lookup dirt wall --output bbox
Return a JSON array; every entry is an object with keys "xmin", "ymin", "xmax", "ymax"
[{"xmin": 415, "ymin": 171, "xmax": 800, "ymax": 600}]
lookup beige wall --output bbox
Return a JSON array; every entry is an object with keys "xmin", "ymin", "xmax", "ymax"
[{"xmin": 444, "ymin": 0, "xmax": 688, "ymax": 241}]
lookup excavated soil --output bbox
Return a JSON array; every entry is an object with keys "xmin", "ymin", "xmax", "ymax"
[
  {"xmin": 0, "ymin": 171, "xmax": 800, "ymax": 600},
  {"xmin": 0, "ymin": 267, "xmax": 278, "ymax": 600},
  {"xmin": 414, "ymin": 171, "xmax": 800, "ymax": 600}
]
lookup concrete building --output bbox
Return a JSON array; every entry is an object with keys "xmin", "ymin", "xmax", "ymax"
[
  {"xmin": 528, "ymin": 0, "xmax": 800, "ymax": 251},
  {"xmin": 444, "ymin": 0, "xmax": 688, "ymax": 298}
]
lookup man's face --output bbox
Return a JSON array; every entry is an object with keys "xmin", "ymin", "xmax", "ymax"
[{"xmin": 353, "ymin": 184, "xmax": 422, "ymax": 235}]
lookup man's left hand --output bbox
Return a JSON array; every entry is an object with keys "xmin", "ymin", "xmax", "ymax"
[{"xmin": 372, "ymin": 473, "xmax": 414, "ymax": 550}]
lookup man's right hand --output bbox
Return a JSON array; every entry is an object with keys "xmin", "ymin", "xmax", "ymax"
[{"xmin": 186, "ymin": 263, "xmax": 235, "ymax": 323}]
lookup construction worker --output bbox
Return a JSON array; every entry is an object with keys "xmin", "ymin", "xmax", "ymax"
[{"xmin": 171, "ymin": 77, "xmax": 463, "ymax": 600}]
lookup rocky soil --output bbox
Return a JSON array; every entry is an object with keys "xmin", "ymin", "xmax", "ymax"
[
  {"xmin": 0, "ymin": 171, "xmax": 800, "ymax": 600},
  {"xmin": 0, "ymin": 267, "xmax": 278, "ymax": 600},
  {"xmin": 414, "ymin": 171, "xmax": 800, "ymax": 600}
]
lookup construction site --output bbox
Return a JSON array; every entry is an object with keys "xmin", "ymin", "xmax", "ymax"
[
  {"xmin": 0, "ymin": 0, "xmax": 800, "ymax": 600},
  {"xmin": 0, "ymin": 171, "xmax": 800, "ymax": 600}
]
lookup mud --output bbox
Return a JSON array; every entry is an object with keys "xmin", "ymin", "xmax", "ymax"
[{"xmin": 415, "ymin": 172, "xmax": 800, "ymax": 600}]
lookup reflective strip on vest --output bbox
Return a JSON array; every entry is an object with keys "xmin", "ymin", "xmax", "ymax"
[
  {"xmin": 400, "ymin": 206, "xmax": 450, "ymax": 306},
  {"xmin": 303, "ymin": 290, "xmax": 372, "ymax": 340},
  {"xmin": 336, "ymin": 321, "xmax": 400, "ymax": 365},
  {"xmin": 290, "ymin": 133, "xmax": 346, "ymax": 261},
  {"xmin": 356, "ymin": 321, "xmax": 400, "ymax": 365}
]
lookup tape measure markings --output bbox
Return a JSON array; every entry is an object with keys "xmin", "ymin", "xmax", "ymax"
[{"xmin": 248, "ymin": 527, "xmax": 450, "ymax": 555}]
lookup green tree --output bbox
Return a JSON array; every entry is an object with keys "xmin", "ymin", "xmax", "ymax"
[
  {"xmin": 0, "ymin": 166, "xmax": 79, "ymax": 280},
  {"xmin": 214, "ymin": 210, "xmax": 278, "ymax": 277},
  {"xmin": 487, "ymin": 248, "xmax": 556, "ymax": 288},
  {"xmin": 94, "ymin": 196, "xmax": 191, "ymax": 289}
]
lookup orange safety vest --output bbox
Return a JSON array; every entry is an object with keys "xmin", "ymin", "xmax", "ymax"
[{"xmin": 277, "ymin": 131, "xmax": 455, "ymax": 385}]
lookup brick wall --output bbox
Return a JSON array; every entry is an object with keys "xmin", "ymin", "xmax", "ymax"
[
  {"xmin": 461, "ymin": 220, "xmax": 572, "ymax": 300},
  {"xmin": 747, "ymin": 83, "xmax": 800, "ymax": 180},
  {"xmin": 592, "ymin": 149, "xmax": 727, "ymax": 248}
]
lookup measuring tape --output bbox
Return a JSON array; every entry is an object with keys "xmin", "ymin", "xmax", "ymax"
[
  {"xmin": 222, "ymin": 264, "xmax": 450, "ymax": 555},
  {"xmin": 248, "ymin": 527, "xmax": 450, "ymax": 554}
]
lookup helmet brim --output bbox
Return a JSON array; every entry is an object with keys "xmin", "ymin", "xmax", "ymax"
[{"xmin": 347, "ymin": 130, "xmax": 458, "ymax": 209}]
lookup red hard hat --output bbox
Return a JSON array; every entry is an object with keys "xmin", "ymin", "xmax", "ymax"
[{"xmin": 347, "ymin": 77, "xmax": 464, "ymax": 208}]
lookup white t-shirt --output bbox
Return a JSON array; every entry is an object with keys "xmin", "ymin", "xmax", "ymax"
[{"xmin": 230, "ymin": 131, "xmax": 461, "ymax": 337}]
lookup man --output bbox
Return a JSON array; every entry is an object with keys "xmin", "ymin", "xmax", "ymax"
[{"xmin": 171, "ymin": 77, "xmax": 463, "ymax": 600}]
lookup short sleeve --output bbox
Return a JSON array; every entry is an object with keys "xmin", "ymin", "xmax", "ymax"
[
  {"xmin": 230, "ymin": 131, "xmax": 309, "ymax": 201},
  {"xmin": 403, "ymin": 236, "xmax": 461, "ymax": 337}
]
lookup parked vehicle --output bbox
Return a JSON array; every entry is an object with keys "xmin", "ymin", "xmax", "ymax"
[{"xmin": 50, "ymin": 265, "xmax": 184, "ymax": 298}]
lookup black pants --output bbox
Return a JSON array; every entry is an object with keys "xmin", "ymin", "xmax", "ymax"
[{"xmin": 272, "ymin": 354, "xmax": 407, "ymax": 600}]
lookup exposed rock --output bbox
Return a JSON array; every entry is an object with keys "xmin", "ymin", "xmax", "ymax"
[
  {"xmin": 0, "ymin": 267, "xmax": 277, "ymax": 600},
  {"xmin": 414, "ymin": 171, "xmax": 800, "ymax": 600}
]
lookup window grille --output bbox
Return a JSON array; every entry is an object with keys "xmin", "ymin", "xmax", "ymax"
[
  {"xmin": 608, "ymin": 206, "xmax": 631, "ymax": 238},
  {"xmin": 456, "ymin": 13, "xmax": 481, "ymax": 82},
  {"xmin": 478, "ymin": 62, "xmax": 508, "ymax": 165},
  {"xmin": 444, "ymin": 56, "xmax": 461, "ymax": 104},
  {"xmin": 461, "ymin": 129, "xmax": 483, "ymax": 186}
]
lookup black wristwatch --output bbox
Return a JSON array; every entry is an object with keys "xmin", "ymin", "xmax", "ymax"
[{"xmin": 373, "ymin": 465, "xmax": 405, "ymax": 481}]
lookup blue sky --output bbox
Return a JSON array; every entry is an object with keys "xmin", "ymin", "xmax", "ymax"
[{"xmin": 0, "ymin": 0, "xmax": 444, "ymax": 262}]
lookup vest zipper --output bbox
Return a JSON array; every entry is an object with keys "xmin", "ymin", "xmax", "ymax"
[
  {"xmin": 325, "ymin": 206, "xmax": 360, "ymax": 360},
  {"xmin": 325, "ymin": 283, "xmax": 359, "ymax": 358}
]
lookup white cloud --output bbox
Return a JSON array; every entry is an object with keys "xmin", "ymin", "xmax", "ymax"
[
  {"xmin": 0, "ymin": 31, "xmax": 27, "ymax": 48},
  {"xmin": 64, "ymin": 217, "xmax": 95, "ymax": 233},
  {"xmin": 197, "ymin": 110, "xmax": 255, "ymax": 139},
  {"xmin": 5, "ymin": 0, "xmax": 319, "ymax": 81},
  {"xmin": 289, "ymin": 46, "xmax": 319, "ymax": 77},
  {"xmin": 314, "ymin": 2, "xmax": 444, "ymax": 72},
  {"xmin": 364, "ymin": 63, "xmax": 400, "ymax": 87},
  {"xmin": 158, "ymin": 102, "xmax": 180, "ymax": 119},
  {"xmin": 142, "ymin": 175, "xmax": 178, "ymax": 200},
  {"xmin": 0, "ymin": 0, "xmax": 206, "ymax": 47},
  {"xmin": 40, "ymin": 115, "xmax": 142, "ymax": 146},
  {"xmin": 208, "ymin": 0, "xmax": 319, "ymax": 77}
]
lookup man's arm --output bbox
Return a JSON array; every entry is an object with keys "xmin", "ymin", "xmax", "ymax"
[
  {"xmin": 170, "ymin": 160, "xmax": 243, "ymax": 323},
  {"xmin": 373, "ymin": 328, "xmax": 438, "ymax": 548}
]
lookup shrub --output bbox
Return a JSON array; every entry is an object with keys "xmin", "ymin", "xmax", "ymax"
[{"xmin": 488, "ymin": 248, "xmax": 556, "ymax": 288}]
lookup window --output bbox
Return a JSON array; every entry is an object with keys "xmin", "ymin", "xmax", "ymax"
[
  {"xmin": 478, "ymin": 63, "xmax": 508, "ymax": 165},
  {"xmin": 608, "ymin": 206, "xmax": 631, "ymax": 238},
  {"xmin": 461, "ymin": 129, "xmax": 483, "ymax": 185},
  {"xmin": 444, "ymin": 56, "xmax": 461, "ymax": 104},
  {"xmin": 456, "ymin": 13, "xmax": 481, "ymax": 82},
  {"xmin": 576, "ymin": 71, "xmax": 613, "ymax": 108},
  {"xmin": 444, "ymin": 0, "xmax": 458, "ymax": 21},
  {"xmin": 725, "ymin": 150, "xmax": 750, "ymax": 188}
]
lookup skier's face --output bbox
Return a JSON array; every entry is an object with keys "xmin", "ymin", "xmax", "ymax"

--

» Your objective: Lay out everything in the listing from the line containing "lookup window --output bbox" down to the end of the listing as a numbered list, omitting blank lines.

» Solution to this task:
1. lookup window --output bbox
2. Return a JSON array; every entry is an object with keys "xmin", "ymin", "xmax", "ymax"
3. [
4.   {"xmin": 478, "ymin": 63, "xmax": 508, "ymax": 165},
5.   {"xmin": 608, "ymin": 206, "xmax": 631, "ymax": 238},
6.   {"xmin": 461, "ymin": 129, "xmax": 483, "ymax": 185},
7.   {"xmin": 444, "ymin": 56, "xmax": 461, "ymax": 104},
8.   {"xmin": 456, "ymin": 13, "xmax": 481, "ymax": 82},
9.   {"xmin": 576, "ymin": 71, "xmax": 613, "ymax": 108},
10.   {"xmin": 444, "ymin": 0, "xmax": 458, "ymax": 21},
11.   {"xmin": 725, "ymin": 150, "xmax": 750, "ymax": 188}
12. ]
13. lookup skier's face --output bbox
14. Return a JSON array; every entry is an object with keys "xmin", "ymin", "xmax", "ymax"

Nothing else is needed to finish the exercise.